:: Selection ::
● ● ●

Top Headlines Endpoint¶

# Get top headlines (breaking news)
response = newsapi.get_top_headlines(
    q='Coca-Cola',
    category='business',              # business, entertainment, general, health, science, sports, technology
    language='en',
    country='us',                     # ISO country code
    page_size=100
)

Query Syntax¶

NewsAPI supports advanced query syntax:

# OR operator
q = 'Coca-Cola OR Coke OR "Coca Cola"'

# AND operator
q = 'Coca-Cola AND (earnings OR revenue)'

# NOT operator
q = 'Coca-Cola NOT Trump'

# Phrase matching
q = '"Coca-Cola Company"'

# Combination
q = '(Coca-Cola OR Pepsi) AND (earnings OR revenue) NOT cryptocurrency'

Pagination¶

def fetch_all_articles(query, from_date, max_articles=500):
    """Fetch all articles with pagination."""
    all_articles = []
    page = 1
    page_size = 100

    while len(all_articles) < max_articles:
        response = newsapi.get_everything(
            q=query,
            from_param=from_date,
            language='en',
            sort_by='relevancy',
            page_size=page_size,
            page=page
        )

        articles = response.get('articles', [])
        if not articles:
            break  # No more articles

        all_articles.extend(articles)

● ● ●

:: Given data ::
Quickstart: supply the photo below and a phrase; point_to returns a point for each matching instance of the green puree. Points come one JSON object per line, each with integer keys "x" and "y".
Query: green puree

● ● ●

:: Objectives ::
[1] In the NewsAPI documentation, what page_size value does the top headlines example set?
[2] Rewrite the NewsAPI documentation section that starts "NewsAPI supports advanced query syntax" as a short list, with one item for each query example.
[3] From the NewsAPI documentation, extract the part that opens with the words containing "while len(all_articles) <" and closes with "articles = response.get('articles', [])".

:: Answers for this exercise ::
[1] 100

[2]
NewsAPI supports advanced query syntax:
- OR operator: 'Coca-Cola OR Coke OR "Coca Cola"'
- AND operator: 'Coca-Cola AND (earnings OR revenue)'
- NOT operator: 'Coca-Cola NOT Trump'
- Phrase matching: '"Coca-Cola Company"'
- Combination: '(Coca-Cola OR Pepsi) AND (earnings OR revenue) NOT cryptocurrency'

[3]
while len(all_articles) < max_articles:
        response = newsapi.get_everything(
            q=query,
            from_param=from_date,
            language='en',
            sort_by='relevancy',
            page_size=page_size,
            page=page
        )

        articles = response.get('articles', [])